• WORK TO DO: In the rows below, reproduce word for word everything from the line containing "Class, indicate each instance of the wavy" through the end of the rows, omitting the pictures.

• Recorded data:
• • • • • • •

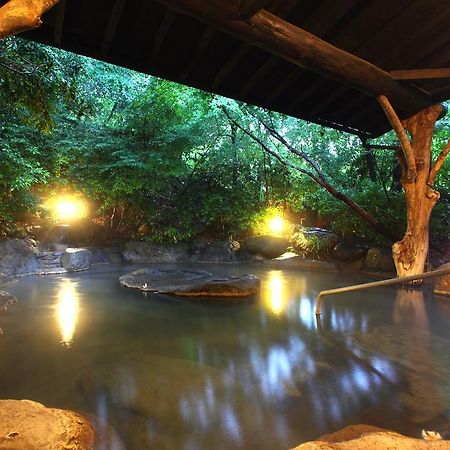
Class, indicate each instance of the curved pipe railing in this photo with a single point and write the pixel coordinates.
(390, 282)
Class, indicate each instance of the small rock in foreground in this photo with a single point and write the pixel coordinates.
(29, 425)
(191, 283)
(367, 437)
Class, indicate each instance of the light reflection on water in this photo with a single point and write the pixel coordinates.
(173, 374)
(68, 306)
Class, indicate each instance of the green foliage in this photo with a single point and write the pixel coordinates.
(162, 162)
(312, 245)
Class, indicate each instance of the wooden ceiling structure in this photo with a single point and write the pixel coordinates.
(325, 61)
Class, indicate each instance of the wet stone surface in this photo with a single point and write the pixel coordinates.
(192, 283)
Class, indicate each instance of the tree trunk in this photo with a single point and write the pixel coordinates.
(411, 252)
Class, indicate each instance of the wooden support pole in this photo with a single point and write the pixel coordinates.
(401, 134)
(17, 16)
(60, 13)
(302, 48)
(111, 28)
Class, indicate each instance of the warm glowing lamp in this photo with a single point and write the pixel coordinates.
(276, 295)
(67, 311)
(68, 208)
(276, 225)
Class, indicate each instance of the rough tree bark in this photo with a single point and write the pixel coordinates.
(418, 175)
(17, 16)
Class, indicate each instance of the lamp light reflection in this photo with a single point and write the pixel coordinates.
(275, 293)
(67, 311)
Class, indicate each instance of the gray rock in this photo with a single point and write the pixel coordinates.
(6, 300)
(380, 258)
(5, 280)
(350, 251)
(29, 425)
(76, 259)
(98, 256)
(265, 246)
(442, 286)
(18, 257)
(150, 252)
(212, 252)
(198, 283)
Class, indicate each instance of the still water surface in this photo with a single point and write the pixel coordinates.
(172, 374)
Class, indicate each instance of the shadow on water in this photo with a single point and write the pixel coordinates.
(166, 373)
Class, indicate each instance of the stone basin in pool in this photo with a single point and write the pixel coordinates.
(169, 374)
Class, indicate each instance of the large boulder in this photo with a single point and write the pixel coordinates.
(212, 252)
(18, 257)
(367, 437)
(76, 259)
(190, 283)
(350, 251)
(29, 425)
(265, 246)
(151, 252)
(380, 258)
(442, 286)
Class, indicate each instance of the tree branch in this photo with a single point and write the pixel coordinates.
(321, 181)
(438, 164)
(17, 16)
(411, 172)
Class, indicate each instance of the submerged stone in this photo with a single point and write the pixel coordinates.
(367, 437)
(192, 283)
(29, 425)
(75, 259)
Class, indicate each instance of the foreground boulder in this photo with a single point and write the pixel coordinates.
(76, 259)
(18, 257)
(135, 251)
(367, 437)
(442, 286)
(29, 425)
(265, 246)
(192, 283)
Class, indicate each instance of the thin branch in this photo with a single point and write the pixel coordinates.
(411, 172)
(17, 16)
(438, 164)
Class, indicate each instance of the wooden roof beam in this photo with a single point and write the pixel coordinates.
(231, 63)
(202, 45)
(296, 45)
(248, 8)
(162, 32)
(111, 28)
(420, 74)
(60, 12)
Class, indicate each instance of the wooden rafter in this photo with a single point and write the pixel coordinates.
(229, 65)
(287, 83)
(248, 8)
(161, 34)
(420, 74)
(402, 137)
(202, 45)
(111, 28)
(300, 47)
(59, 25)
(17, 16)
(260, 73)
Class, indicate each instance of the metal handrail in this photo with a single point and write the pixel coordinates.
(389, 282)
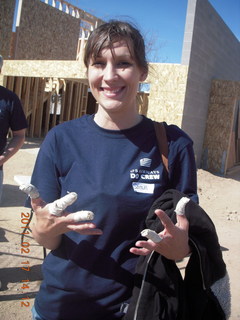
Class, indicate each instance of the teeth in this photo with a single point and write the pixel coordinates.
(111, 91)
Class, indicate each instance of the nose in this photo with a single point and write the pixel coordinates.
(110, 72)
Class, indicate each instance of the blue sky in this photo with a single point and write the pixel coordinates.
(161, 21)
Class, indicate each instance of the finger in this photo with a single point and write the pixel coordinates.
(33, 193)
(152, 235)
(180, 207)
(139, 251)
(166, 221)
(30, 190)
(85, 228)
(182, 221)
(79, 216)
(58, 206)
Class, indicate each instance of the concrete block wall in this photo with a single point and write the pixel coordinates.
(46, 33)
(217, 153)
(6, 23)
(167, 92)
(211, 51)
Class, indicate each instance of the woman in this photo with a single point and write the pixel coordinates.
(111, 160)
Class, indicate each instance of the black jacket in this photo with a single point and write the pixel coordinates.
(161, 293)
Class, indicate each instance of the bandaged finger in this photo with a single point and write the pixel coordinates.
(180, 207)
(151, 235)
(57, 207)
(83, 215)
(30, 190)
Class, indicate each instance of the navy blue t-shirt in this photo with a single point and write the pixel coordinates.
(11, 115)
(117, 175)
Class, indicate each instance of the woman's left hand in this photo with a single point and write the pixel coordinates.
(174, 244)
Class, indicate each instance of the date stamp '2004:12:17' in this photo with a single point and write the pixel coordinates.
(25, 250)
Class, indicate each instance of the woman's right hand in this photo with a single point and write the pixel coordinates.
(48, 228)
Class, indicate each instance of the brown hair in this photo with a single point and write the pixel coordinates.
(108, 33)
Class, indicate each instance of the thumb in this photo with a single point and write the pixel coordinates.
(180, 212)
(33, 193)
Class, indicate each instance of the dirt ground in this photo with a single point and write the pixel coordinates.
(20, 266)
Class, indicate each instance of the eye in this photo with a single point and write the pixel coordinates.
(124, 64)
(97, 64)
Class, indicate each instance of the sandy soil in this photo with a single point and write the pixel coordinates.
(219, 197)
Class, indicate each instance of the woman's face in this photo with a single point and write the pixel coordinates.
(114, 77)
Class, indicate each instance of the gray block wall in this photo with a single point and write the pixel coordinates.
(211, 51)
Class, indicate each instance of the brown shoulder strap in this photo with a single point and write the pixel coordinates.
(162, 142)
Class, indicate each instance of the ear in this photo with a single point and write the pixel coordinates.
(143, 76)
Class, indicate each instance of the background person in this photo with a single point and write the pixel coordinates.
(11, 117)
(108, 159)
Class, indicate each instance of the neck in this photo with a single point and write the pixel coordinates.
(116, 121)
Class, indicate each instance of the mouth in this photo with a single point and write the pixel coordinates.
(111, 92)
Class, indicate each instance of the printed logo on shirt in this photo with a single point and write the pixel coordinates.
(144, 174)
(145, 162)
(143, 187)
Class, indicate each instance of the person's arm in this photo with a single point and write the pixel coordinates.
(13, 146)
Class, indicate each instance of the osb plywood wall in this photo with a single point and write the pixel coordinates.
(167, 92)
(6, 22)
(46, 33)
(46, 68)
(223, 99)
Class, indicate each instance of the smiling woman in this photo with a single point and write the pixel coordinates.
(116, 63)
(112, 162)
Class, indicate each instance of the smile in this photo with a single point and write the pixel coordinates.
(112, 92)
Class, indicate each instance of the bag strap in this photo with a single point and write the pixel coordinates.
(161, 135)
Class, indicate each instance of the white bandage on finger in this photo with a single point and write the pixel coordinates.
(30, 190)
(180, 207)
(56, 208)
(152, 235)
(83, 215)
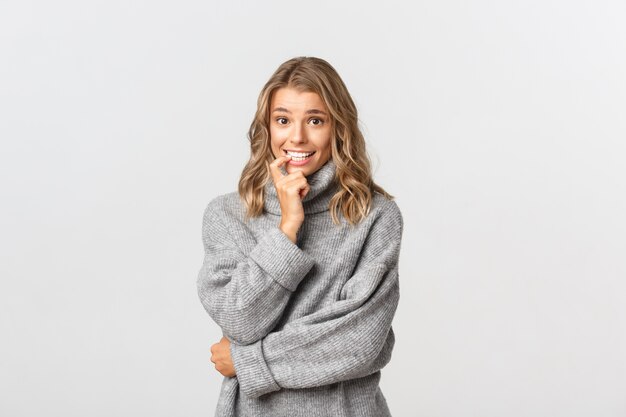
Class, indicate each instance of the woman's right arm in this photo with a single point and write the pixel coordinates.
(246, 293)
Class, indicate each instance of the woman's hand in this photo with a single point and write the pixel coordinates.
(221, 357)
(291, 189)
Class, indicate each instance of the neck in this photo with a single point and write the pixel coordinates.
(322, 187)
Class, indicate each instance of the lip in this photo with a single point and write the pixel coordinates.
(294, 150)
(300, 163)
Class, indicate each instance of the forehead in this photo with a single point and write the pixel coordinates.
(295, 100)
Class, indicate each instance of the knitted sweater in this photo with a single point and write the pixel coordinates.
(309, 322)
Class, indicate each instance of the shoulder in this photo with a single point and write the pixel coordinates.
(386, 211)
(224, 206)
(223, 210)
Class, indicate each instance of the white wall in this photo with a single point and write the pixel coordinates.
(498, 125)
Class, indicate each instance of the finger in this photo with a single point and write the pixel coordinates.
(275, 167)
(296, 186)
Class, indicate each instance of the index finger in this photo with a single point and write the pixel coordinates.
(275, 167)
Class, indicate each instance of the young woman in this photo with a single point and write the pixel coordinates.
(301, 264)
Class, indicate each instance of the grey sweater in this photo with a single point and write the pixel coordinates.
(310, 322)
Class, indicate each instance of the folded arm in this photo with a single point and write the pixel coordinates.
(245, 294)
(348, 339)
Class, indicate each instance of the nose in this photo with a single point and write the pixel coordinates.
(299, 133)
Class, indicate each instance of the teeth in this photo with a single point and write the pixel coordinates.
(299, 154)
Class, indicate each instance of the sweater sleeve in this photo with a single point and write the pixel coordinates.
(246, 293)
(347, 339)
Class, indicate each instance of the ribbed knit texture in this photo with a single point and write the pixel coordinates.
(310, 322)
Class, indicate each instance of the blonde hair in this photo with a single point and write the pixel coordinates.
(348, 151)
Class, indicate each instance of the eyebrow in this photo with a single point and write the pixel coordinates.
(312, 111)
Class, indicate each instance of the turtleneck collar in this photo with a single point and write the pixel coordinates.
(323, 187)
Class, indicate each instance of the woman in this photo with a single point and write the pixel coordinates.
(301, 264)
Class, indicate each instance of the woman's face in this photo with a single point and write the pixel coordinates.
(300, 122)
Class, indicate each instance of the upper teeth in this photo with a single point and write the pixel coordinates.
(299, 154)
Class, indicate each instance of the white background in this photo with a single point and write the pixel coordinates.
(498, 125)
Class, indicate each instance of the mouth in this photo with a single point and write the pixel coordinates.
(299, 156)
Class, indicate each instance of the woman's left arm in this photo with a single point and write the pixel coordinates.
(348, 339)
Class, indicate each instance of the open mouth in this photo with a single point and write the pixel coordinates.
(299, 156)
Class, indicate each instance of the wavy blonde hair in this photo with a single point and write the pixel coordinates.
(348, 151)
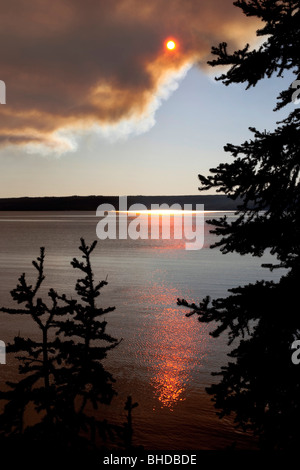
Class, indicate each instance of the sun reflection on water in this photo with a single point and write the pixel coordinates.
(175, 348)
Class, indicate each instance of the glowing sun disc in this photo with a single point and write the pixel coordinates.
(171, 45)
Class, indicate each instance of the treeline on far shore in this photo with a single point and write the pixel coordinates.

• • • • • • •

• CORRECT RESPONSE:
Class, indicate each instance of the wavy blonde hair in this photo with a single point and write the pixel coordinates.
(348, 151)
Class, indicate each instance of the sun reflection on water in this photo with a single point and write the pixel coordinates.
(175, 348)
Class, indicate each instance of the glowing sun disc in this photo with a single point and write the pixel coordinates.
(171, 45)
Class, indicate each instance of the treeline on far shore in this photo with a single point and write the pixel coordinates.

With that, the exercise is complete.